[Referring expression data]
▽

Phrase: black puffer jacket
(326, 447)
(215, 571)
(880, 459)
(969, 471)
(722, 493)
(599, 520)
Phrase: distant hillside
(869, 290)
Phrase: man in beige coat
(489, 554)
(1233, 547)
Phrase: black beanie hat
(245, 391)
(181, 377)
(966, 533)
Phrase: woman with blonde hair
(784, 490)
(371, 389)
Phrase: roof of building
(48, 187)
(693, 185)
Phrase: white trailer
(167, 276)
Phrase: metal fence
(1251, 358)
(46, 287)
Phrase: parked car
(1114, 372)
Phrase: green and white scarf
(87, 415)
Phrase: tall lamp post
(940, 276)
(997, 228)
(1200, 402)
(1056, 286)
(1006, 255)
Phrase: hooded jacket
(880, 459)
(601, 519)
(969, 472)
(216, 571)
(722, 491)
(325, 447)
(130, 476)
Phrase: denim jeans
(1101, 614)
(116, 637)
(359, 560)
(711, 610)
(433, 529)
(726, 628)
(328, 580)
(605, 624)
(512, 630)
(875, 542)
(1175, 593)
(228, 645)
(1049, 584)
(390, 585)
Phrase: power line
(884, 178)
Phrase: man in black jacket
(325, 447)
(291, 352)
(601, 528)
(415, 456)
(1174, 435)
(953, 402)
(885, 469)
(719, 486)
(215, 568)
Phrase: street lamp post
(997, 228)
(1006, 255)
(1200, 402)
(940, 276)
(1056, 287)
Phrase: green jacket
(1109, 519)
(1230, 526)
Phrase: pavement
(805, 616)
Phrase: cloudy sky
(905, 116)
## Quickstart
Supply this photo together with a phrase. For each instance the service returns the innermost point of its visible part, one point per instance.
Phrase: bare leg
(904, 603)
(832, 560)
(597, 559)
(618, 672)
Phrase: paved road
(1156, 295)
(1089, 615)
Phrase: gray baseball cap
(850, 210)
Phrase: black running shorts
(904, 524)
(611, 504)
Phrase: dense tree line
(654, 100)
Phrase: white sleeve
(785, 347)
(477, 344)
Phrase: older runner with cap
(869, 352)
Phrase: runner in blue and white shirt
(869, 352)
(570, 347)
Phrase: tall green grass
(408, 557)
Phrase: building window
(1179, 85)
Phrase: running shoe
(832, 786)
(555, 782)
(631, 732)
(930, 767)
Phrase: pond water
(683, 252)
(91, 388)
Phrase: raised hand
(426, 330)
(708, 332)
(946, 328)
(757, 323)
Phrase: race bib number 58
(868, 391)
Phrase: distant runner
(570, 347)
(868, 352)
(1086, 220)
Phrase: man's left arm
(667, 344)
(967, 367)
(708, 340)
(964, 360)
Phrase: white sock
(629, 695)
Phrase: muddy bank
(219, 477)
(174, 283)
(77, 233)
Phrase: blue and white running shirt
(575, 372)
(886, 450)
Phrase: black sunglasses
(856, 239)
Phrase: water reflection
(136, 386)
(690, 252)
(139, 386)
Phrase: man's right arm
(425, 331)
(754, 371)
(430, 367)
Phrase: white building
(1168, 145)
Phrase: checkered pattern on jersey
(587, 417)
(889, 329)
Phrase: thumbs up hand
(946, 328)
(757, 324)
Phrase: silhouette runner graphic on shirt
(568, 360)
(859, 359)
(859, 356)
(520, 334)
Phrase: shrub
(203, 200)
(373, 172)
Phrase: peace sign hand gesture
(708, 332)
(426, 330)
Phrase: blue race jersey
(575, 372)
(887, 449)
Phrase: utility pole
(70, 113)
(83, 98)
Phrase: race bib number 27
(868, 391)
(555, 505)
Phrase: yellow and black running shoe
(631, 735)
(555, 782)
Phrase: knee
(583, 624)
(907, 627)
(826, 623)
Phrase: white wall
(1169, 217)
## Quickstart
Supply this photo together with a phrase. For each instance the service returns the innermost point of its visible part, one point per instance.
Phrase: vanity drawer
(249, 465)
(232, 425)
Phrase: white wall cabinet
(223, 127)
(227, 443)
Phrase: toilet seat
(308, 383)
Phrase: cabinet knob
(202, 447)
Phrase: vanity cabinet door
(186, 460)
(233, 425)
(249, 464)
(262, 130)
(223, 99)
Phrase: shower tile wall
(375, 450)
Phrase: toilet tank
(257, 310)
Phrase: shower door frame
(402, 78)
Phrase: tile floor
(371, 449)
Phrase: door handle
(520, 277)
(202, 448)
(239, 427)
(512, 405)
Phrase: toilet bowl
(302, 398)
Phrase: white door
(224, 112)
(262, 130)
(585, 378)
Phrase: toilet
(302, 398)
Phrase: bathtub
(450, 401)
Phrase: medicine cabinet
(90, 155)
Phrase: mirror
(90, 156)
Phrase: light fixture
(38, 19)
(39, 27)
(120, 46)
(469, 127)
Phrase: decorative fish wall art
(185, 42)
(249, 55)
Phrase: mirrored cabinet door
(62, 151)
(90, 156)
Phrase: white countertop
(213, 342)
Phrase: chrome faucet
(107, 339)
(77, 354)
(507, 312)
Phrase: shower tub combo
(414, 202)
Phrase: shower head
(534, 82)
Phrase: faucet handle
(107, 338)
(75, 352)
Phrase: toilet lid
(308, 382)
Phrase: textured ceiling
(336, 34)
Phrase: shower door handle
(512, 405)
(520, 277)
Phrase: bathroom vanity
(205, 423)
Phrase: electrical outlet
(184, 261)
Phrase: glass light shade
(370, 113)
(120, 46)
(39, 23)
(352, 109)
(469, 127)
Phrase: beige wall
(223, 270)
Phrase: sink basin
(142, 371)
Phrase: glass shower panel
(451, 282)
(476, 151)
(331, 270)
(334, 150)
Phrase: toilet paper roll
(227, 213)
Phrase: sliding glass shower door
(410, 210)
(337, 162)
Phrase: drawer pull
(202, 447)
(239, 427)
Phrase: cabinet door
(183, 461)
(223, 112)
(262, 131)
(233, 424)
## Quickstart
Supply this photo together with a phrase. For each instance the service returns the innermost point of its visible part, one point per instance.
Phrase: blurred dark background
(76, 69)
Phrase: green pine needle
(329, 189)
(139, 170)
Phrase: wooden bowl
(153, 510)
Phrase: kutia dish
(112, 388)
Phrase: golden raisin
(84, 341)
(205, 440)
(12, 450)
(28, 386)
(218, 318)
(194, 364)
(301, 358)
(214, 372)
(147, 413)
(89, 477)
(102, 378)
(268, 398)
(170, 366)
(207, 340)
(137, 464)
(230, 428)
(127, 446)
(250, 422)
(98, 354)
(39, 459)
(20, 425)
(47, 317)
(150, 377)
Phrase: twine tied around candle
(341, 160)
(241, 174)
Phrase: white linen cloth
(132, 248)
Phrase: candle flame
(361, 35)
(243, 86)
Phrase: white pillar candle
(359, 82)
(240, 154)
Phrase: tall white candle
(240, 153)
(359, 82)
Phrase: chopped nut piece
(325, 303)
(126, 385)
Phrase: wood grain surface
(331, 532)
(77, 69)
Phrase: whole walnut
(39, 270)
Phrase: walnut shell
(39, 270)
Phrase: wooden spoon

△

- _WORK REQUIRED_: Reproduce the full block of data exactly, omitting nothing.

- _EXPECTED ANSWER_:
Phrase: black puffer jacket
(326, 447)
(215, 571)
(880, 459)
(969, 471)
(722, 493)
(599, 520)
Phrase: distant hillside
(869, 290)
Phrase: man in beige coat
(489, 554)
(1233, 547)
Phrase: black beanie hat
(245, 391)
(181, 377)
(966, 533)
Phrase: woman with blonde hair
(784, 490)
(371, 389)
Phrase: roof of building
(48, 187)
(693, 185)
Phrase: white trailer
(167, 276)
Phrase: metal fence
(1251, 358)
(46, 287)
Phrase: parked car
(1114, 372)
Phrase: green and white scarf
(87, 415)
Phrase: tall lamp post
(940, 276)
(997, 228)
(1200, 402)
(1056, 286)
(1006, 255)
Phrase: hooded jacket
(880, 459)
(601, 519)
(969, 472)
(216, 571)
(722, 491)
(325, 447)
(130, 476)
Phrase: denim jeans
(1101, 614)
(116, 637)
(359, 560)
(711, 610)
(433, 529)
(726, 628)
(328, 580)
(605, 624)
(512, 630)
(875, 542)
(1175, 593)
(228, 645)
(1049, 584)
(390, 585)
Phrase: power line
(884, 178)
Phrase: man in black jacket
(325, 447)
(291, 352)
(601, 528)
(415, 456)
(1174, 435)
(953, 402)
(885, 469)
(719, 486)
(215, 568)
Phrase: street lamp post
(997, 228)
(1006, 255)
(1200, 402)
(940, 276)
(1056, 287)
Phrase: green jacket
(1109, 519)
(1230, 526)
Phrase: pavement
(805, 616)
Phrase: cloudy sky
(905, 116)
## Quickstart
Supply this photo together with a phrase. For each instance the service returns the innermost point of its visible part, one point per instance.
Phrase: bare leg
(904, 603)
(832, 560)
(597, 559)
(618, 672)
Phrase: paved road
(1156, 295)
(1089, 615)
Phrase: gray baseball cap
(850, 210)
Phrase: black running shorts
(904, 524)
(611, 504)
Phrase: dense tree line
(654, 100)
Phrase: white sleeve
(785, 347)
(477, 344)
Phrase: older runner with cap
(869, 352)
Phrase: runner in blue and white shirt
(869, 352)
(570, 347)
Phrase: tall green grass
(408, 557)
Phrase: building window
(1179, 85)
Phrase: running shoe
(832, 786)
(555, 782)
(631, 732)
(930, 767)
Phrase: pond water
(683, 252)
(91, 388)
Phrase: raised hand
(426, 330)
(708, 332)
(946, 328)
(757, 323)
Phrase: race bib number 58
(868, 391)
Phrase: distant runner
(570, 347)
(868, 352)
(1086, 220)
Phrase: man's left arm
(667, 344)
(967, 367)
(708, 340)
(964, 360)
Phrase: white sock
(629, 695)
Phrase: muddy bank
(219, 477)
(174, 283)
(77, 233)
Phrase: blue and white running shirt
(575, 372)
(886, 450)
Phrase: black sunglasses
(856, 239)
Phrase: water reflection
(136, 386)
(690, 252)
(139, 386)
Phrase: man's right arm
(425, 331)
(754, 371)
(430, 367)
Phrase: white building
(1168, 145)
Phrase: checkered pattern on jersey
(587, 417)
(889, 329)
Phrase: thumbs up hand
(946, 328)
(757, 324)
Phrase: silhouette runner graphic on shirt
(568, 360)
(859, 359)
(859, 356)
(520, 334)
Phrase: shrub
(203, 200)
(373, 172)
Phrase: peace sign hand gesture
(708, 332)
(426, 330)
Phrase: blue race jersey
(575, 372)
(887, 449)
Phrase: utility pole
(70, 113)
(83, 98)
Phrase: race bib number 27
(868, 391)
(555, 505)
Phrase: yellow and black running shoe
(631, 735)
(555, 782)
Phrase: knee
(583, 624)
(907, 627)
(826, 623)
Phrase: white wall
(1169, 217)
## Quickstart
Supply this photo together with a phrase. For each instance the service returns the innermost point of its visible part, one point per instance.
Phrase: vanity drawer
(249, 465)
(232, 425)
Phrase: white wall cabinet
(223, 127)
(227, 443)
Phrase: toilet seat
(308, 383)
Phrase: cabinet knob
(202, 447)
Phrase: vanity cabinet door
(186, 460)
(233, 425)
(249, 464)
(262, 130)
(223, 99)
Phrase: shower tile wall
(375, 450)
Phrase: toilet tank
(257, 310)
Phrase: shower door frame
(402, 78)
Phrase: tile floor
(371, 449)
Phrase: door handle
(520, 277)
(202, 448)
(239, 427)
(512, 405)
Phrase: toilet bowl
(302, 398)
Phrase: white door
(224, 112)
(262, 130)
(585, 378)
Phrase: toilet
(302, 398)
Phrase: bathtub
(450, 401)
Phrase: medicine cabinet
(90, 155)
Phrase: mirror
(90, 156)
Phrase: light fixture
(38, 19)
(39, 27)
(120, 46)
(469, 127)
Phrase: decorative fish wall art
(185, 42)
(249, 55)
Phrase: mirrored cabinet door
(62, 151)
(90, 156)
Phrase: white countertop
(213, 342)
Phrase: chrome faucet
(107, 339)
(77, 354)
(507, 312)
Phrase: shower tub combo
(414, 202)
Phrase: shower head
(534, 82)
Phrase: faucet handle
(107, 338)
(75, 352)
Phrase: toilet lid
(308, 382)
Phrase: textured ceiling
(336, 34)
Phrase: shower door handle
(512, 405)
(520, 277)
Phrase: bathroom vanity
(205, 423)
Phrase: electrical outlet
(184, 261)
Phrase: glass light shade
(370, 113)
(120, 46)
(39, 23)
(352, 109)
(469, 127)
Phrase: beige wall
(223, 270)
Phrase: sink basin
(142, 371)
Phrase: glass shower panel
(451, 282)
(476, 151)
(331, 270)
(334, 150)
Phrase: toilet paper roll
(227, 213)
Phrase: sliding glass shower door
(410, 210)
(337, 162)
Phrase: drawer pull
(202, 447)
(239, 427)
Phrase: cabinet door
(183, 461)
(223, 112)
(262, 131)
(233, 424)
## Quickstart
Supply this photo together with a phrase. For each instance the service returns the innermost point of its visible part, one point per instance.
Phrase: blurred dark background
(76, 69)
Phrase: green pine needle
(329, 189)
(139, 170)
Phrase: wooden bowl
(153, 510)
Phrase: kutia dish
(112, 388)
Phrase: golden raisin
(84, 341)
(205, 440)
(12, 450)
(28, 386)
(218, 318)
(194, 364)
(301, 358)
(214, 372)
(147, 413)
(89, 477)
(102, 378)
(268, 398)
(170, 366)
(207, 340)
(137, 464)
(230, 428)
(127, 446)
(250, 422)
(98, 354)
(39, 459)
(20, 425)
(47, 317)
(150, 377)
Phrase: twine tied around candle
(341, 160)
(241, 174)
Phrase: white linen cloth
(132, 248)
Phrase: candle flame
(361, 35)
(243, 86)
Phrase: white pillar candle
(359, 82)
(240, 154)
Phrase: tall white candle
(240, 153)
(359, 82)
Phrase: chopped nut piece
(325, 303)
(126, 385)
Phrase: wood grain surface
(331, 532)
(77, 69)
Phrase: whole walnut
(39, 270)
Phrase: walnut shell
(39, 270)
Phrase: wooden spoon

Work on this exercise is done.